Extract to read:
-- Opening Marker --
What if you were to take some amount of flaked rice, soak it in 160 degree water, put this water/flaked rice mixture in a fermenter and pitch the yeast after it has cooled. After fermentation, you use the strainer method to separate the wine from the mush. Wouldn't this work?
 
What if you were to take some amount of flaked rice, soak it in 160 degree water, put this water/flaked rice mixture in a fermenter and pitch the yeast after it has cooled. After fermentation, you use the strainer method to separate the wine from the mush. Wouldn't this work?

No. Like flowerysong said, you have to have some type of enzyme activity to convert the starches to sugar. In beer, barley has enzymes that are active in the 140-160F range that break down starches. In Sake making, a mold called koji which also breaks down starch into sugar is introduced to the rice. If you steep rice or flaked rice in hot water and strain, all you will get is starchy water. There will be nothing for the yeast to ferment.
 
It would probably convert eventually, try an iodine test in 2 hours. Malted wheat has even more diastatic power than pale 2-row. You'll want to either use a large mesh bag or include at least a pound of rice hulls to lauter.
 
http://www.tibbs-vision.com/sake/instrct.html

everything you wanna know about sake,I bought 50 grams of koji from them.

The most interesting thing is making moto.
which is

187.5 short or medium grain rice,cooked and cooled.
75 grams of kome koji(which is malted rice)you have to make that first.
-- Closing Marker --
Activities:
1. Please copy the part of the sake-brewing thread between "http://www.tibbs-vision.com/sake/instrct.html" and "is making moto.", inclusive.
2. List every weight in the sake-brewing thread that is stated with a unit, and give what each one measures.

Provided records:
-- Opening Marker --
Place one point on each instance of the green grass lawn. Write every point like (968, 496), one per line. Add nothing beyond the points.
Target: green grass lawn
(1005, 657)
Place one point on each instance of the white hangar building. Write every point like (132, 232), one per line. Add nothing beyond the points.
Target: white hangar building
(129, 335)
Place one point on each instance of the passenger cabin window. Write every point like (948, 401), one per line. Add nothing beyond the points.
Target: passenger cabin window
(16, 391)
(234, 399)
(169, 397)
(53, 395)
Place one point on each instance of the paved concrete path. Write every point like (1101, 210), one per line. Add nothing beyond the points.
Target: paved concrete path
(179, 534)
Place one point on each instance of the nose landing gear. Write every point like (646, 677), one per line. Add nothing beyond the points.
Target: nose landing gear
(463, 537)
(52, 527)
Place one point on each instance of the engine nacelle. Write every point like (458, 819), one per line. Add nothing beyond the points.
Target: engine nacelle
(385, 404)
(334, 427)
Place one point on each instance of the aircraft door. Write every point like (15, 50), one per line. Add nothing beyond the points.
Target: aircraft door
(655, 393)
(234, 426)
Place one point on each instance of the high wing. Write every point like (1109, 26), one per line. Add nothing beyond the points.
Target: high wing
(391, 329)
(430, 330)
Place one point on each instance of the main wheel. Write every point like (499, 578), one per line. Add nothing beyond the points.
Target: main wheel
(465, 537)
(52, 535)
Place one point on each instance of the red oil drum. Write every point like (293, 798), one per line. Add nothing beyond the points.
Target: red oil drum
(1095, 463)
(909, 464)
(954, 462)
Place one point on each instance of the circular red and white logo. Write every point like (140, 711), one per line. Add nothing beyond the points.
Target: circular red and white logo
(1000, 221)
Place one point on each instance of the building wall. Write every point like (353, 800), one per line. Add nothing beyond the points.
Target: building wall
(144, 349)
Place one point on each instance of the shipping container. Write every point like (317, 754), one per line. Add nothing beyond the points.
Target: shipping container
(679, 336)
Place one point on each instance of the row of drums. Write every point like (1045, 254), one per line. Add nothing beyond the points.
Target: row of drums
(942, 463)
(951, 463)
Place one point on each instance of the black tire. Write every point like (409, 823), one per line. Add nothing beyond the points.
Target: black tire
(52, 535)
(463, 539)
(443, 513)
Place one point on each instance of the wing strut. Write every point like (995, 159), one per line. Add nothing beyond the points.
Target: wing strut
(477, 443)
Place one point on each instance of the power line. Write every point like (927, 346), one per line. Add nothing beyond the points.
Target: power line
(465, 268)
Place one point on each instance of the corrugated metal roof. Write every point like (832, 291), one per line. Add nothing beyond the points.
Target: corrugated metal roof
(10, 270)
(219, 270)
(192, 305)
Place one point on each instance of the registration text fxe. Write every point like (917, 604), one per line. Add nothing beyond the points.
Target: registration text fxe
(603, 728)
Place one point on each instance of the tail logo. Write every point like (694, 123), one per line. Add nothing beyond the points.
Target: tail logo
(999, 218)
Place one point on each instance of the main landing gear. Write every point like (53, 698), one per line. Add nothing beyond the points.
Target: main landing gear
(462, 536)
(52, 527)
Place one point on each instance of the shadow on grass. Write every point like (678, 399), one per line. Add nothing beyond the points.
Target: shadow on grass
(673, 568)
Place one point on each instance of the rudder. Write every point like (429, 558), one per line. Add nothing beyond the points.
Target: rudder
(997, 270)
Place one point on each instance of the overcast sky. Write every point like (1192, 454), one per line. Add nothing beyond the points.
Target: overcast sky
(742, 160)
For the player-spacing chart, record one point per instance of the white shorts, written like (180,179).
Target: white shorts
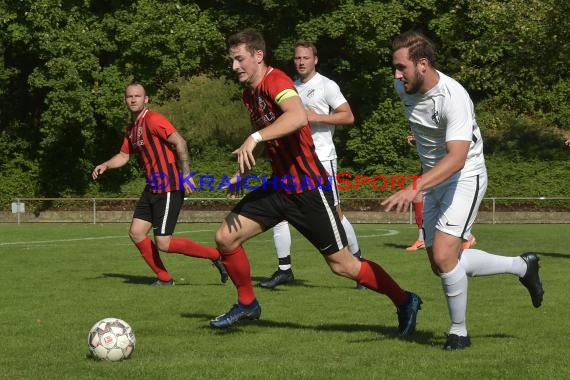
(452,207)
(330,167)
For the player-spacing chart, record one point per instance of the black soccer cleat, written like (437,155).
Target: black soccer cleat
(531,279)
(163,283)
(280,277)
(237,312)
(407,314)
(456,342)
(220,267)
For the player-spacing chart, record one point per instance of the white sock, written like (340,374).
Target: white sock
(454,285)
(481,263)
(350,235)
(282,241)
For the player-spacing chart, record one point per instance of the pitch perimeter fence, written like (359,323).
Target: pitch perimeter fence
(493,210)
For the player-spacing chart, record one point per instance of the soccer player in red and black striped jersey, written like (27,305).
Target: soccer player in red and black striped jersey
(159,146)
(299,191)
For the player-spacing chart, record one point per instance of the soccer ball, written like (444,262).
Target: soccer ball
(111,339)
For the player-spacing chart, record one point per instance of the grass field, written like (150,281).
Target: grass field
(57,280)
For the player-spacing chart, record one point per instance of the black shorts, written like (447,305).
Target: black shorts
(312,213)
(160,209)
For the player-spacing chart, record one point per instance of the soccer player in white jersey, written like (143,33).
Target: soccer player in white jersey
(326,108)
(448,140)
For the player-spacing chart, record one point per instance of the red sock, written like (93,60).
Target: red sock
(237,265)
(189,247)
(375,278)
(149,252)
(418,212)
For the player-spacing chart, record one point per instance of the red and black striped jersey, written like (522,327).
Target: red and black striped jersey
(147,137)
(293,157)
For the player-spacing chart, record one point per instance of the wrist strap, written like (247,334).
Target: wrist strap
(256,136)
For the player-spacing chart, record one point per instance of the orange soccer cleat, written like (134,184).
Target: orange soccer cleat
(419,244)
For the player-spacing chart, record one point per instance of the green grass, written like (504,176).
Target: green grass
(57,280)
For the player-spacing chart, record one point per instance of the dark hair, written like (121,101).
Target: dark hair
(419,46)
(252,39)
(306,44)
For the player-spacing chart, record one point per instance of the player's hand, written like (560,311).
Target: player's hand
(99,169)
(400,201)
(244,154)
(235,188)
(189,188)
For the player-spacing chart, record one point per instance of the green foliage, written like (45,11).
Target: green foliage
(64,66)
(378,145)
(209,111)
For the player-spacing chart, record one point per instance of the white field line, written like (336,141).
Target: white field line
(34,242)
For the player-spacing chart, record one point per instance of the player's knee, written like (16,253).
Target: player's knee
(224,241)
(163,243)
(136,235)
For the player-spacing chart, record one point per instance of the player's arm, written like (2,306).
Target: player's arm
(453,162)
(342,115)
(291,120)
(176,140)
(118,160)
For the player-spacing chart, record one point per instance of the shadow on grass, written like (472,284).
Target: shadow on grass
(554,254)
(399,246)
(137,280)
(297,283)
(384,332)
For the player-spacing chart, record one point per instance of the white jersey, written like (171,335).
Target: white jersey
(445,113)
(323,95)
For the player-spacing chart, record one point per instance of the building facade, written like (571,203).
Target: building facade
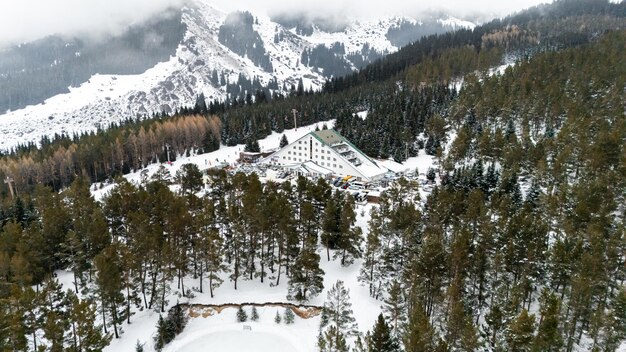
(328,149)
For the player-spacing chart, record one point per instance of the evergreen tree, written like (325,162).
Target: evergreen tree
(283,142)
(252,146)
(307,279)
(395,307)
(381,339)
(289,316)
(277,318)
(163,335)
(86,335)
(339,310)
(108,265)
(139,346)
(549,336)
(332,340)
(419,334)
(255,314)
(519,336)
(242,316)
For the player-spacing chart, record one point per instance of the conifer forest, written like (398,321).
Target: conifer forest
(518,244)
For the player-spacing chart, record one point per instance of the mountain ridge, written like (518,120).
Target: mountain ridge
(203,64)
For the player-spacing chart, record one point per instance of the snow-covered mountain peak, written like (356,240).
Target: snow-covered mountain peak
(220,59)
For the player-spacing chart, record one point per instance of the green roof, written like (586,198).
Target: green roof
(331,137)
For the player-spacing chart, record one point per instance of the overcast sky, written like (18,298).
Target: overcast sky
(25,20)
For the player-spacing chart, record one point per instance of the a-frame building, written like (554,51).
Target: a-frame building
(328,149)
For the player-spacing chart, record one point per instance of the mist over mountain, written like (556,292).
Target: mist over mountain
(77,83)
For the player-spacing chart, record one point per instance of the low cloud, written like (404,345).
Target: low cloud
(26,20)
(366,9)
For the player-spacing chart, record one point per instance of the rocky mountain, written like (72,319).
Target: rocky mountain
(60,85)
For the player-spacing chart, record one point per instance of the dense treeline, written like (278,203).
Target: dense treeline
(542,22)
(127,251)
(115,152)
(523,246)
(441,60)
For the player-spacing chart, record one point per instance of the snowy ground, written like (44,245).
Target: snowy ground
(221,332)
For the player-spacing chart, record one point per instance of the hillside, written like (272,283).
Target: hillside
(500,226)
(66,86)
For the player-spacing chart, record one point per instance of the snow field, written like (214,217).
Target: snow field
(222,332)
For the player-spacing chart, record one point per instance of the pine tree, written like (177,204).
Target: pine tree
(307,279)
(419,334)
(395,307)
(339,310)
(252,146)
(277,318)
(348,243)
(381,339)
(549,336)
(177,319)
(283,142)
(139,346)
(108,265)
(519,336)
(242,316)
(255,314)
(332,340)
(163,335)
(87,335)
(289,316)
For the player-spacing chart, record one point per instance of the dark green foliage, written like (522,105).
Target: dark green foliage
(430,175)
(252,146)
(283,142)
(170,326)
(277,318)
(189,177)
(289,316)
(255,315)
(242,316)
(381,339)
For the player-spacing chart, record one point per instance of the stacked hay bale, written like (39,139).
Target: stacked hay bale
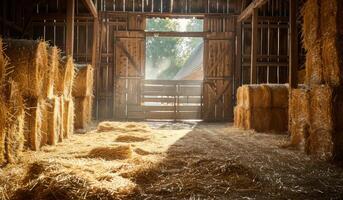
(64,88)
(38,77)
(83,93)
(262,108)
(315,111)
(11,115)
(29,65)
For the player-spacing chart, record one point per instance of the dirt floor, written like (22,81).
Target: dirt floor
(171,161)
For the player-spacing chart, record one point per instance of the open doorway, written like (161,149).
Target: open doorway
(174,58)
(173,68)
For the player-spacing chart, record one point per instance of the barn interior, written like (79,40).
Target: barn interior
(171,99)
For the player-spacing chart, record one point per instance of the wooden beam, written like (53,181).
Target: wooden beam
(175,34)
(91,7)
(253,70)
(250,9)
(95,41)
(128,55)
(70,27)
(10,24)
(238,68)
(293,45)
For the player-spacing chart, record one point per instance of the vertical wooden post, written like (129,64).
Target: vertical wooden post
(293,45)
(70,27)
(253,70)
(95,41)
(238,68)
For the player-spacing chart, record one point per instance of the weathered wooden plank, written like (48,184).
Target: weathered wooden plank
(250,9)
(173,82)
(254,41)
(70,27)
(293,45)
(90,6)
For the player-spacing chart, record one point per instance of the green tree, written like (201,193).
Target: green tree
(166,55)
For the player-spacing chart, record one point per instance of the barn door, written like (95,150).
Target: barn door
(129,63)
(218,70)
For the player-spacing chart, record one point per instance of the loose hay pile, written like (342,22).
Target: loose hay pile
(49,180)
(123,127)
(111,153)
(262,108)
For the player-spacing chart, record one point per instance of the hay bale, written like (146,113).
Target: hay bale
(3,62)
(83,84)
(239,117)
(83,105)
(338,120)
(311,24)
(14,125)
(132,138)
(33,123)
(119,152)
(68,123)
(332,62)
(256,96)
(279,95)
(279,120)
(28,66)
(320,141)
(331,12)
(52,72)
(66,75)
(299,113)
(53,120)
(239,96)
(258,119)
(314,67)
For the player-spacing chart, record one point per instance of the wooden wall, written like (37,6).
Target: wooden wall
(219,64)
(171,6)
(122,23)
(272,49)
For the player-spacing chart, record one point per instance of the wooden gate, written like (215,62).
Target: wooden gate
(218,71)
(172,99)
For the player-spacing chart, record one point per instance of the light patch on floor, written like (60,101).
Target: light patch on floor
(166,160)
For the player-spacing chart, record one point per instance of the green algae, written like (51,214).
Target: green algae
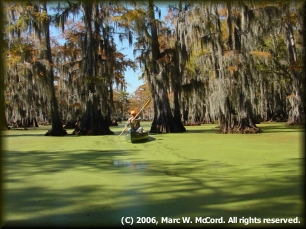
(95,181)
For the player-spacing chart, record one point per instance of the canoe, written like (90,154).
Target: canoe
(137,137)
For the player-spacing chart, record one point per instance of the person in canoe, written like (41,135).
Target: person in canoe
(134,123)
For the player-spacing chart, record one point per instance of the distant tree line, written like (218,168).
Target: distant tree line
(237,63)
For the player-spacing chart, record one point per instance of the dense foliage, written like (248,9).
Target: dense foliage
(234,62)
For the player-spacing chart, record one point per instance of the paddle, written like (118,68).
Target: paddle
(147,102)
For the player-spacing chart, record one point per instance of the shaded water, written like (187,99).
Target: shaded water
(95,181)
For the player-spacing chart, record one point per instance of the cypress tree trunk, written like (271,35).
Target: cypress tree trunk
(163,121)
(92,121)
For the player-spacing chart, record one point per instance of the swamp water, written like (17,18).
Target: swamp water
(95,181)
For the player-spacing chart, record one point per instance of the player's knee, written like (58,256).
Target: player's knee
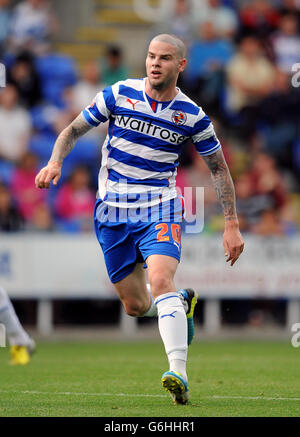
(160,284)
(134,307)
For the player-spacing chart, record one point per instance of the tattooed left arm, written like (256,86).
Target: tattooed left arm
(232,239)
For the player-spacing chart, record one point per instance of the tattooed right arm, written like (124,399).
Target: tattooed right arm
(67,138)
(62,147)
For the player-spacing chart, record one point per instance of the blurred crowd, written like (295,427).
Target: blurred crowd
(243,58)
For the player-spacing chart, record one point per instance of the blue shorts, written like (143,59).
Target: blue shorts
(129,236)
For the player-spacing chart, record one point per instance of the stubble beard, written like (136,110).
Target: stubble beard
(164,84)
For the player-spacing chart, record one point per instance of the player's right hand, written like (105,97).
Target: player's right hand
(51,172)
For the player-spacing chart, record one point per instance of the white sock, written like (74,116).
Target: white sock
(173,330)
(14,330)
(152,310)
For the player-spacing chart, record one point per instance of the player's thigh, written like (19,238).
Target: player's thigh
(161,271)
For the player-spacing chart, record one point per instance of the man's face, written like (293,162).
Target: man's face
(163,65)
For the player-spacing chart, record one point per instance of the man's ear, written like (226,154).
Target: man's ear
(182,65)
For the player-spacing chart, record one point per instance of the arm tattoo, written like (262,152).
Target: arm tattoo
(223,183)
(67,138)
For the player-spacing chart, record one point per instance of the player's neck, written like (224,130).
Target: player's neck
(164,95)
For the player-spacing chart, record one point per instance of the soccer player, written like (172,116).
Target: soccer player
(138,212)
(21,345)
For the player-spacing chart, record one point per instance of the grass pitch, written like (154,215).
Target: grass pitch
(114,379)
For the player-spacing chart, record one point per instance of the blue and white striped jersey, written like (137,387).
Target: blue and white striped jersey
(141,152)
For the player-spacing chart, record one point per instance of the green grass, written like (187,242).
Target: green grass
(123,379)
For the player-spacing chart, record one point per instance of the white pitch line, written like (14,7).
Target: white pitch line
(255,398)
(141,395)
(67,393)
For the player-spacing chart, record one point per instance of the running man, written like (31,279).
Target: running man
(21,345)
(138,212)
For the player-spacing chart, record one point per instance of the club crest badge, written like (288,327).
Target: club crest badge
(179,117)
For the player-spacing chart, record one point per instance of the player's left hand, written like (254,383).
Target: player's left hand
(233,243)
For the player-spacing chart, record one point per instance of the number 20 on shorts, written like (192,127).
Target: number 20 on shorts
(163,229)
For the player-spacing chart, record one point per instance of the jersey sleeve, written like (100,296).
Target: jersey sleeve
(101,107)
(204,136)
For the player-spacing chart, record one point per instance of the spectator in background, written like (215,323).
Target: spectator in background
(33,23)
(267,182)
(223,17)
(290,7)
(24,77)
(113,68)
(15,125)
(269,224)
(178,18)
(250,78)
(5,17)
(23,187)
(75,201)
(279,112)
(286,44)
(86,88)
(10,218)
(208,56)
(258,18)
(41,219)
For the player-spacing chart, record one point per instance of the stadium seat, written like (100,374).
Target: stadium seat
(6,171)
(56,72)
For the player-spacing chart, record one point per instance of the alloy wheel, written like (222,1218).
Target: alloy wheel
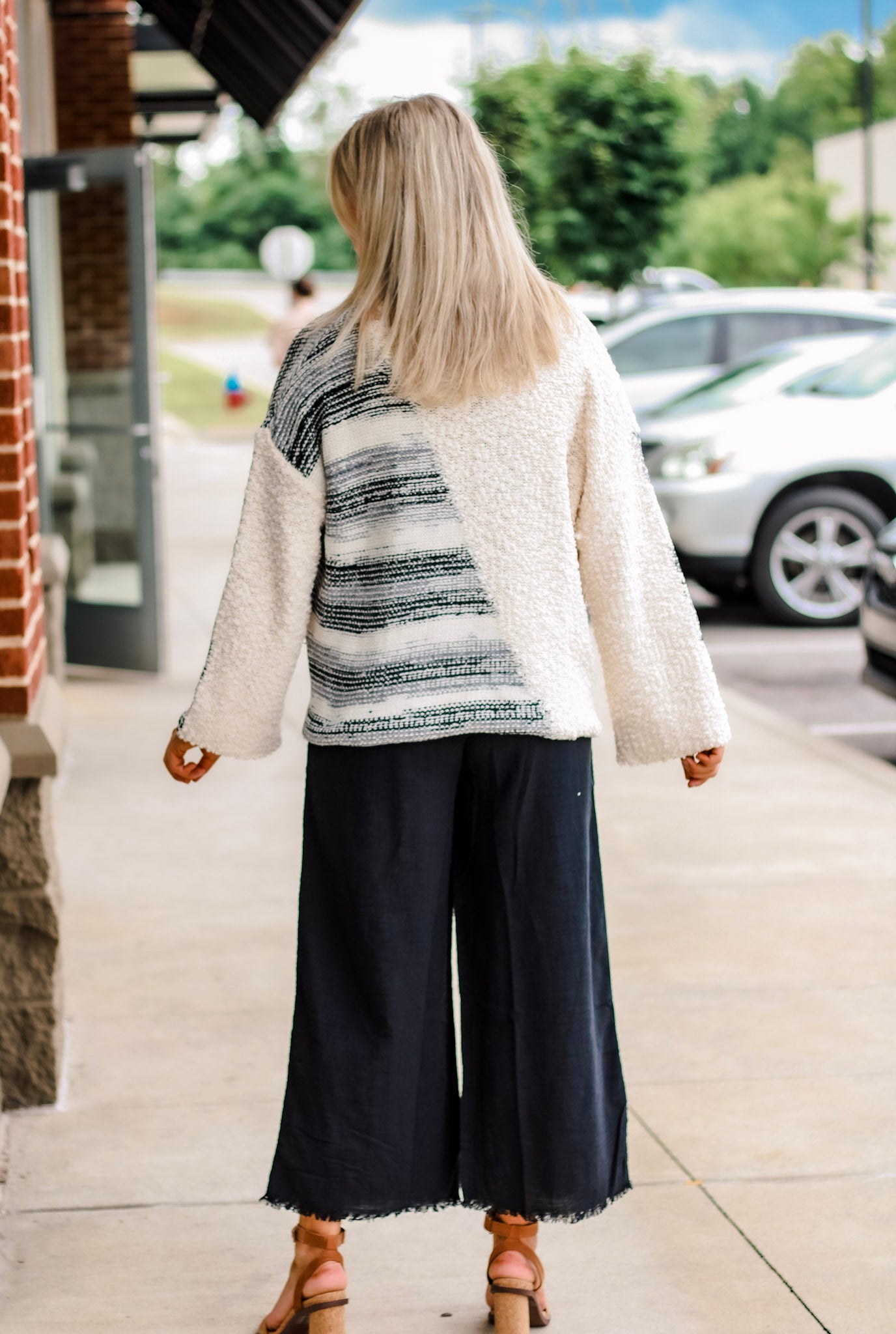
-- Closing Marker --
Task results:
1.
http://www.tibbs-vision.com/sake/instrct.html

everything you wanna know about sake,I bought 50 grams of koji from them.

The most interesting thing is making moto.

2.
- 50 grams: koji bought from the site
- at least a pound: rice hulls
- 75 grams: kome koji